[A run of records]
◆ ◆ ◆

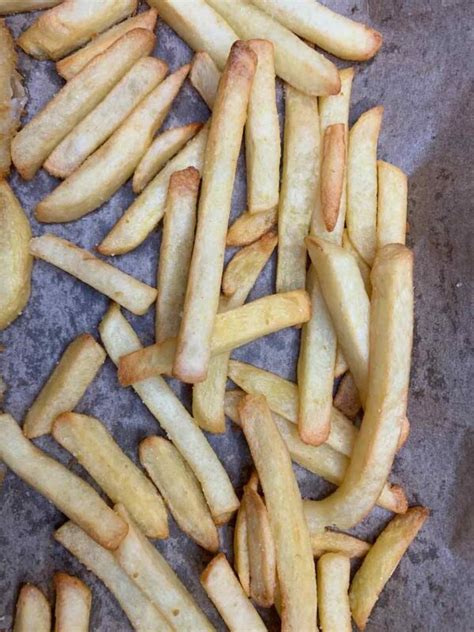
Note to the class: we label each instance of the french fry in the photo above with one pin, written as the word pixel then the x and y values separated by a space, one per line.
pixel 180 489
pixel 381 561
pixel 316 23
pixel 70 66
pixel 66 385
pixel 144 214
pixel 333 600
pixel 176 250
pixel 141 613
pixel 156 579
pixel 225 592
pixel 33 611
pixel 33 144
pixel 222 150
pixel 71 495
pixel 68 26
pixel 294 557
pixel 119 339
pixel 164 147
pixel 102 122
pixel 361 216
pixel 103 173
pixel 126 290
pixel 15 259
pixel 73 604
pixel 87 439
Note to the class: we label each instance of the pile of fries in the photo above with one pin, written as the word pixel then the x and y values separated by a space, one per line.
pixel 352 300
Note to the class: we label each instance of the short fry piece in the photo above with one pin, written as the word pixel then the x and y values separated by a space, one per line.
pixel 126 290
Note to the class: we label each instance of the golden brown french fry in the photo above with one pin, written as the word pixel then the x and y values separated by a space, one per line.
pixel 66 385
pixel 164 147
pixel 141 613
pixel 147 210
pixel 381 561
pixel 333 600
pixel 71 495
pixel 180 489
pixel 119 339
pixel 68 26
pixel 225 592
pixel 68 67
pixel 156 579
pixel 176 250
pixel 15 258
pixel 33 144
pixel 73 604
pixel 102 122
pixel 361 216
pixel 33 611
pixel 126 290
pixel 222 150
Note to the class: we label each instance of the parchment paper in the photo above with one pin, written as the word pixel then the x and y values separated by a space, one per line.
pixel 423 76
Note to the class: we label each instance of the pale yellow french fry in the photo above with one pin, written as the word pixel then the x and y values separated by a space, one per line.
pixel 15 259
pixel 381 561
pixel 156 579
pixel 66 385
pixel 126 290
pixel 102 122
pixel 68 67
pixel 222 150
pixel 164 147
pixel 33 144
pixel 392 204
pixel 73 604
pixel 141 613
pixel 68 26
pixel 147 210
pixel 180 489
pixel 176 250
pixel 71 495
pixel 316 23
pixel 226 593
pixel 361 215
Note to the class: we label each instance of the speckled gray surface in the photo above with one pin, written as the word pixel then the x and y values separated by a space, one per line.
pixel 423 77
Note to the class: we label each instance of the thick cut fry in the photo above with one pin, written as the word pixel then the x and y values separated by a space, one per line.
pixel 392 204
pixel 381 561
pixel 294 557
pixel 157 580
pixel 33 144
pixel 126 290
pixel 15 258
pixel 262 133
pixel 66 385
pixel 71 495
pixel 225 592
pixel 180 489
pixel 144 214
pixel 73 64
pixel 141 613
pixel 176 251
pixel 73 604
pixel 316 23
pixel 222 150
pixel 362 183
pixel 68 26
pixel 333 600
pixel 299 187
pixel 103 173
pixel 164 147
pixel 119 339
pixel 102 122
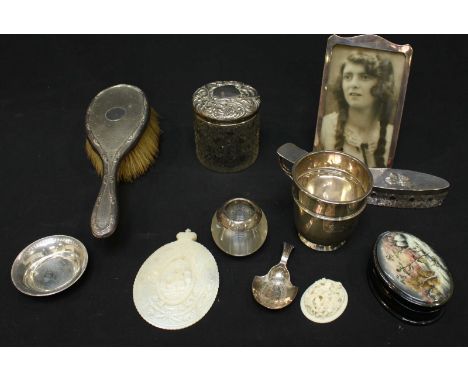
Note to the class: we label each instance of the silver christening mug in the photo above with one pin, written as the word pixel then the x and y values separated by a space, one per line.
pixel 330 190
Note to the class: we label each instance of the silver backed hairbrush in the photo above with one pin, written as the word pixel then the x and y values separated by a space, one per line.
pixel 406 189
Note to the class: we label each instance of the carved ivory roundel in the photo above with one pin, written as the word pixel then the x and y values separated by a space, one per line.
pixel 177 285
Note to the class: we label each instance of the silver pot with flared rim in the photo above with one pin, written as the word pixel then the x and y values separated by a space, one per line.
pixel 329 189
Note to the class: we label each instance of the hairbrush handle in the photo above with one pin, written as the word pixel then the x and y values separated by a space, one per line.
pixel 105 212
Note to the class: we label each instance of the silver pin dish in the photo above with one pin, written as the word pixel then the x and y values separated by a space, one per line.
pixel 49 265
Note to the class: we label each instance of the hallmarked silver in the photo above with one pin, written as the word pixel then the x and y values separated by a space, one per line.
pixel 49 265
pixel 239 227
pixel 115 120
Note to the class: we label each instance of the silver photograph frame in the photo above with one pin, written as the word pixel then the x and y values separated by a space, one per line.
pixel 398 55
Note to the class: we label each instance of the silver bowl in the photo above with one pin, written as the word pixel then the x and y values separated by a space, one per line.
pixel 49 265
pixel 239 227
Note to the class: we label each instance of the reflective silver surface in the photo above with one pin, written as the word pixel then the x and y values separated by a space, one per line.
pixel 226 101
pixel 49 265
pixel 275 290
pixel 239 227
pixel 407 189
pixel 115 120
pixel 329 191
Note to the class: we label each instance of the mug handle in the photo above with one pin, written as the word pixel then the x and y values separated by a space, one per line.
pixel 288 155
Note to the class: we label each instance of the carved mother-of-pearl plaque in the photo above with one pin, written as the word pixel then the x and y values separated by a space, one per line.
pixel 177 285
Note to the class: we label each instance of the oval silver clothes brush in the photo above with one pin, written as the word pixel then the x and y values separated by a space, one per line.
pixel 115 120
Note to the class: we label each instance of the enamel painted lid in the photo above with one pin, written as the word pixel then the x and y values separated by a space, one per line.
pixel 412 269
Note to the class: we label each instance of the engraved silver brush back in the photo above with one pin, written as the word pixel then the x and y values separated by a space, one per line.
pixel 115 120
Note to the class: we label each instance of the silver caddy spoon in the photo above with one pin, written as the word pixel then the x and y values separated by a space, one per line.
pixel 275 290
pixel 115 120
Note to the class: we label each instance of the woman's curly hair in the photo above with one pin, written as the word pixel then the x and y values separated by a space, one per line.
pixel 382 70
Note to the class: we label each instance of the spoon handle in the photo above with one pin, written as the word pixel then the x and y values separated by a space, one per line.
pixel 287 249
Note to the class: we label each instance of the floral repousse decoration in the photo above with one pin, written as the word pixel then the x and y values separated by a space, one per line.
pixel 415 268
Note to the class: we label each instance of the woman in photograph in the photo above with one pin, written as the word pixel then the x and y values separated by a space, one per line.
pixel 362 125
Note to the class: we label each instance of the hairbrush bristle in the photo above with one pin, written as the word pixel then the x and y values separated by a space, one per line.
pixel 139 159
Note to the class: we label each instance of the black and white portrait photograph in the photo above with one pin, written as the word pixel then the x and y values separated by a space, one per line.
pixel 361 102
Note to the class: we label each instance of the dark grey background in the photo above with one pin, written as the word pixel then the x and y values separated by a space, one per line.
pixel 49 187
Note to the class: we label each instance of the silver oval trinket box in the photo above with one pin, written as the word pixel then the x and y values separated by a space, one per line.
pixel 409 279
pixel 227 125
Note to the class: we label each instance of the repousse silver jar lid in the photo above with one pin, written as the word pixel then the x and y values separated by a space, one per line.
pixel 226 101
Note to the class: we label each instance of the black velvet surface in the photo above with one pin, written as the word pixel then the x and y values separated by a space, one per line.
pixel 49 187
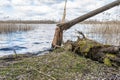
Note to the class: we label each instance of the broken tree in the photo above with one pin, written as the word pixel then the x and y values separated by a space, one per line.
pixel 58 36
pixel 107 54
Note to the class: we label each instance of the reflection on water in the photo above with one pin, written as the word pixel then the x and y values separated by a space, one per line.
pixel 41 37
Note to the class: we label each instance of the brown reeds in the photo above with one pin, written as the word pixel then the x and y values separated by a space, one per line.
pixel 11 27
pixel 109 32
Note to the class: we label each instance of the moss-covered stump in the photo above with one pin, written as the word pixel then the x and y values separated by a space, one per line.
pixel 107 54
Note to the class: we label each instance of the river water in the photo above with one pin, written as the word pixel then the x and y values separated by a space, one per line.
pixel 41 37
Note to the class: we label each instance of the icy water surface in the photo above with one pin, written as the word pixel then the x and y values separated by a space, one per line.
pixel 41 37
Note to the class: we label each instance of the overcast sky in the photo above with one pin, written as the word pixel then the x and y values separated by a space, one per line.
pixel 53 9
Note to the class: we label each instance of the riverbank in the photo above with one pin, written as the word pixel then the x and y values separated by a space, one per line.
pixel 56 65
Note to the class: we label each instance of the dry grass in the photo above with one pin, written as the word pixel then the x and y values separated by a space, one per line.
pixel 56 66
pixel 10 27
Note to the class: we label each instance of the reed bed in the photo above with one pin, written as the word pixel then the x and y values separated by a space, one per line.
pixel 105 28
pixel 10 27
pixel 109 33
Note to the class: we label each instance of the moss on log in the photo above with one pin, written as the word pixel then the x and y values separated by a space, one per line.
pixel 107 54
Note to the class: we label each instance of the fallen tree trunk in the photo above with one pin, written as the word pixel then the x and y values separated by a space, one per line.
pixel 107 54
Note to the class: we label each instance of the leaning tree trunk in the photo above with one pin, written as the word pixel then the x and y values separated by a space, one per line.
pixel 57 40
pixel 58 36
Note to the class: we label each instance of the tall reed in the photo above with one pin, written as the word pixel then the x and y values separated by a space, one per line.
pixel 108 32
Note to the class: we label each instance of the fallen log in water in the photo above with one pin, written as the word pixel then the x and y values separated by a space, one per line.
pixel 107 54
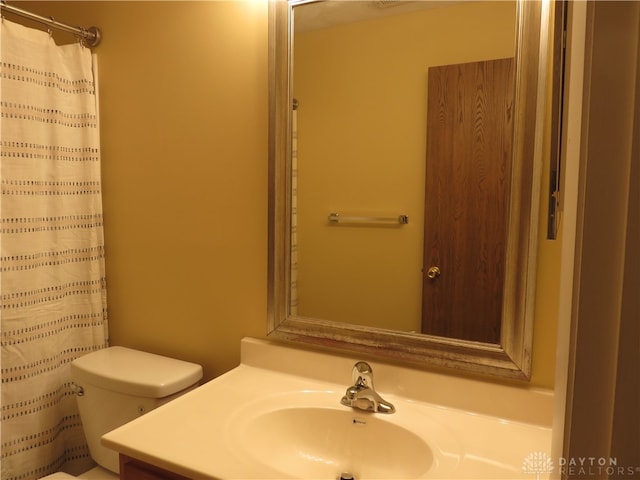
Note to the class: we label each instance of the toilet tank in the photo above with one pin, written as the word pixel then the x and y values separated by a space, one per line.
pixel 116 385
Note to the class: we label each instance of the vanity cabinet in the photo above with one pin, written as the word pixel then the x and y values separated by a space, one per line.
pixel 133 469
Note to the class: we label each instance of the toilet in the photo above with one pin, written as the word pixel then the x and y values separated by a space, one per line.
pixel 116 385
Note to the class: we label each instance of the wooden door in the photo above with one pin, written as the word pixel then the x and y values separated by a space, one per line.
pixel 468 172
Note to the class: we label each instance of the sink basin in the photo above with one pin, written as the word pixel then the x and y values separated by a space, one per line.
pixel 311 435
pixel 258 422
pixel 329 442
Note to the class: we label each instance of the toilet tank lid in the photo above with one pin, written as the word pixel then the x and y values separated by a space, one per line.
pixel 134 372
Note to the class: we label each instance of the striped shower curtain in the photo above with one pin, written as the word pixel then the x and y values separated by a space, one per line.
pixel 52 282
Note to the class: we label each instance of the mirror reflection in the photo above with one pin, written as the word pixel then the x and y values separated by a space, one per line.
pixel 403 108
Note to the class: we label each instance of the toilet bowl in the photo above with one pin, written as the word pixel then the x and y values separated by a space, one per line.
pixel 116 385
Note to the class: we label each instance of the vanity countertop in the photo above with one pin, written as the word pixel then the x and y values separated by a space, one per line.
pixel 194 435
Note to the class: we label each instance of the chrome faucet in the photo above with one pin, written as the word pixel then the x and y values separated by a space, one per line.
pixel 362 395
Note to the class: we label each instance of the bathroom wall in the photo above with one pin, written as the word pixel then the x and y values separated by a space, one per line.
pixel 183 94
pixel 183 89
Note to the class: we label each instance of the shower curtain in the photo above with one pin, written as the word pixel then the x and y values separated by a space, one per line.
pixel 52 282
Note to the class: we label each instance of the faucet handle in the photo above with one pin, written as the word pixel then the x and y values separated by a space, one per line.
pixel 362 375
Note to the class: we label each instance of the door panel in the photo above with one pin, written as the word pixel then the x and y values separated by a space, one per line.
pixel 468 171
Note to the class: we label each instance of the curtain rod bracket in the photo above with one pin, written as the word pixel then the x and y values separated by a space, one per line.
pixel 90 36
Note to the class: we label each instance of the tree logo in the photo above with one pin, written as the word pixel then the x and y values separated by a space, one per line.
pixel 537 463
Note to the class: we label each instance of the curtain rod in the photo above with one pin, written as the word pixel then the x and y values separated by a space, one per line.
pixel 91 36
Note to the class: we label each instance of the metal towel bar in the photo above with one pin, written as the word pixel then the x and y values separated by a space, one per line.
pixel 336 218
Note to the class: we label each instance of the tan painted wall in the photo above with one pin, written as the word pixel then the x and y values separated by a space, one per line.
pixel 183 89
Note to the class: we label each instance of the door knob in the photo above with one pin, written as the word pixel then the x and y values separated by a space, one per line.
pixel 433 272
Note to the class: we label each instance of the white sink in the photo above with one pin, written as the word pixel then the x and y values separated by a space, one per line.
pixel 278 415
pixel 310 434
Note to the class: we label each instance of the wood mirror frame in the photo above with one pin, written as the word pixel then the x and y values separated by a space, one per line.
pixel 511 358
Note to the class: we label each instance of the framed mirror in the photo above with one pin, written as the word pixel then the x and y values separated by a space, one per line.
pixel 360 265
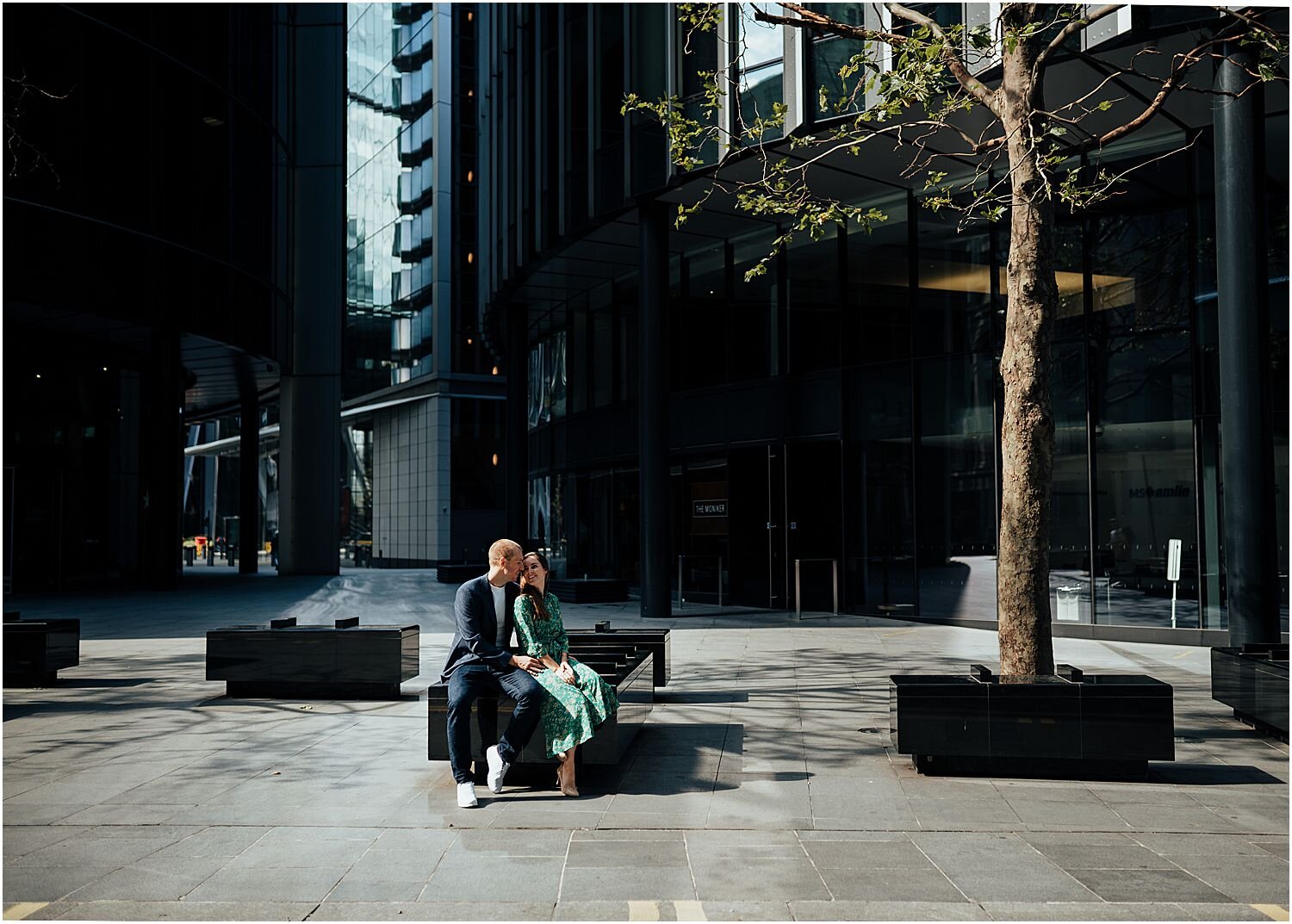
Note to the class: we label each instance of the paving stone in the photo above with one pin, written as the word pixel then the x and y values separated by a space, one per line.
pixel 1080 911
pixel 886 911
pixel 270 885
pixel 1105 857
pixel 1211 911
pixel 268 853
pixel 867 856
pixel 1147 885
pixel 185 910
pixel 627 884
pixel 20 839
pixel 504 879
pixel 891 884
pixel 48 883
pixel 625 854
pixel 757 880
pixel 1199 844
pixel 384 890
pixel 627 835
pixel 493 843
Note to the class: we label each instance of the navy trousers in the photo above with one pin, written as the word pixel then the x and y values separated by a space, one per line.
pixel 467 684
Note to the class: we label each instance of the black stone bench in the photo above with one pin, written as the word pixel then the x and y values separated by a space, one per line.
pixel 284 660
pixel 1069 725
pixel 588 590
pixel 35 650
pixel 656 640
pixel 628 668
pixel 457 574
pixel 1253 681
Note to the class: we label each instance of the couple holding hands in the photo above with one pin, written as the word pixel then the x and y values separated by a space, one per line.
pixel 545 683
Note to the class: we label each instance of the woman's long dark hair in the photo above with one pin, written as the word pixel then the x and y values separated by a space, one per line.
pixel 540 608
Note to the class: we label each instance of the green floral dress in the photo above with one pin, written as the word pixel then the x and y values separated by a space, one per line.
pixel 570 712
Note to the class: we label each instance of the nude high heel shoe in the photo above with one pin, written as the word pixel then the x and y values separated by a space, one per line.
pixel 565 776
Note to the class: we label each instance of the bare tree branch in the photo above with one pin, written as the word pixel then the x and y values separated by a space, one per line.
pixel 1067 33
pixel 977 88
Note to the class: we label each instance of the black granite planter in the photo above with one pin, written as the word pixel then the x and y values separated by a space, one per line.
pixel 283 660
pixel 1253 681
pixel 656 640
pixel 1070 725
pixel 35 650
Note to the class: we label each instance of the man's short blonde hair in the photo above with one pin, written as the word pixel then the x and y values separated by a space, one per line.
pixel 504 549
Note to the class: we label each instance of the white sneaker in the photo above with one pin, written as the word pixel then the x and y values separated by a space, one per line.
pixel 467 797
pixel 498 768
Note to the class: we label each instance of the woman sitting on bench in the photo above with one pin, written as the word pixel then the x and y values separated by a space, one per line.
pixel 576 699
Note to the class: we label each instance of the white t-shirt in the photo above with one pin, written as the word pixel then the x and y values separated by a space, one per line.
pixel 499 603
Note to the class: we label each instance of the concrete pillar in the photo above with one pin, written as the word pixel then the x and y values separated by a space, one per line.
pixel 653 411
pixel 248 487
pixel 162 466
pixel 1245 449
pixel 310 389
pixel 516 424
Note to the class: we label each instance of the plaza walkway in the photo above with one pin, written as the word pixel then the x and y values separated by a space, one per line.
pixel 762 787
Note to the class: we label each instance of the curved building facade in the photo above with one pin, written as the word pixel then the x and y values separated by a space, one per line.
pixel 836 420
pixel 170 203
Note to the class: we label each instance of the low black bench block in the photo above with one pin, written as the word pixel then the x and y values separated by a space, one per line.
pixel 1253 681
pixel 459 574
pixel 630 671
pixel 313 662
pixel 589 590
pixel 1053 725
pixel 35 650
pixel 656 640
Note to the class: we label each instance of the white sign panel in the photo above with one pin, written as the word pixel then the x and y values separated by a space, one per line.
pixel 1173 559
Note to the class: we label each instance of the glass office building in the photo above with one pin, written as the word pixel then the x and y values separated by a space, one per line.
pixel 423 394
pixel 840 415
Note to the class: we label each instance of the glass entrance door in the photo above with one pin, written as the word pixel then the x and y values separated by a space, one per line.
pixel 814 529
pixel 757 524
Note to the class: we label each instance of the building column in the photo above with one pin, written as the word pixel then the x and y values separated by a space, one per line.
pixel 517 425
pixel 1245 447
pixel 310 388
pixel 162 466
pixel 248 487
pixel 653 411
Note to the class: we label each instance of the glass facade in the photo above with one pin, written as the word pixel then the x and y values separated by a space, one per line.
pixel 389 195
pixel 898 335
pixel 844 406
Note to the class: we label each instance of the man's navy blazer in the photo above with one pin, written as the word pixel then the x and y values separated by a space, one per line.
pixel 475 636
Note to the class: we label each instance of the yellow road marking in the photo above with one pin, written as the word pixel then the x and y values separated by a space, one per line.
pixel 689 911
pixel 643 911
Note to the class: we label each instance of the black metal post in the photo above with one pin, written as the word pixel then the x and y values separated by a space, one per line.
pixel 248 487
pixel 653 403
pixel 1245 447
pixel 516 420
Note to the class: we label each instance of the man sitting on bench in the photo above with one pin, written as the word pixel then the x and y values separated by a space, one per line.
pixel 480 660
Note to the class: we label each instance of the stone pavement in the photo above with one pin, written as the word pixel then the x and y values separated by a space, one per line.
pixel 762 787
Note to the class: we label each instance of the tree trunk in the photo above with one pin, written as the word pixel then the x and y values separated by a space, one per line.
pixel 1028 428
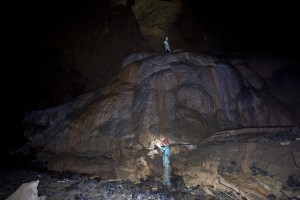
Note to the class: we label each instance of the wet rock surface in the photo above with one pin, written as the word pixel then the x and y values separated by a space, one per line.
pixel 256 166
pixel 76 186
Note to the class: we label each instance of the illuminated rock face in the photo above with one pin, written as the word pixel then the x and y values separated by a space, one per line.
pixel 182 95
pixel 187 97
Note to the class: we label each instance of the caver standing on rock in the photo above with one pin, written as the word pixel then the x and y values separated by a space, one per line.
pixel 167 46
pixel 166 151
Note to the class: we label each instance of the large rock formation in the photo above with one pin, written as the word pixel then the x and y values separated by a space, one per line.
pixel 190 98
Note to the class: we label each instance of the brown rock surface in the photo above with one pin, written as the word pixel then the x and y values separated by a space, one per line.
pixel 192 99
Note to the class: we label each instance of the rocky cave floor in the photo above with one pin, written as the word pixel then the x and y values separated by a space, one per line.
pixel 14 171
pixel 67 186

◆ ◆ ◆

[Task goal]: Please convert the data between the lines holding "the vanity countertop" and "pixel 468 171", inclusive, into a Markdown table with the columns Row and Line, giving each nonblank line its own numbered row.

[Task solution]:
| Row | Line |
|---|---|
| 1 | Note to the class: we label each instance of the vanity countertop in the photo above with one pin, written as the word pixel then the x and y values separated by a space, one per line. |
| 2 | pixel 194 435 |
| 3 | Note to the class: we label each instance of the chrome faucet in the photo above with one pin, written as the word pixel then the x and y values separated by a space, one per line. |
| 4 | pixel 362 395 |
| 5 | Note to the class: we label each instance of the bathroom wall in the photo above with one pin, written as the word pixel then the x and y values separated by a space, one per line. |
| 6 | pixel 183 94 |
| 7 | pixel 183 89 |
| 8 | Note to the class: we label each instance of the shower curtain in the photo above with one pin, written as the word pixel then the x and y values separated by a space, one per line. |
| 9 | pixel 52 282 |
| 10 | Note to the class: we label each instance of the faucet handle in the photo above with one pin, written as the word pixel then the x and y values separated by a space, one per line. |
| 11 | pixel 362 375 |
| 12 | Note to the class: we label each instance of the door panel in the photo above with one pin, written as the word pixel then the x and y values separated by a space, one per line. |
| 13 | pixel 468 171 |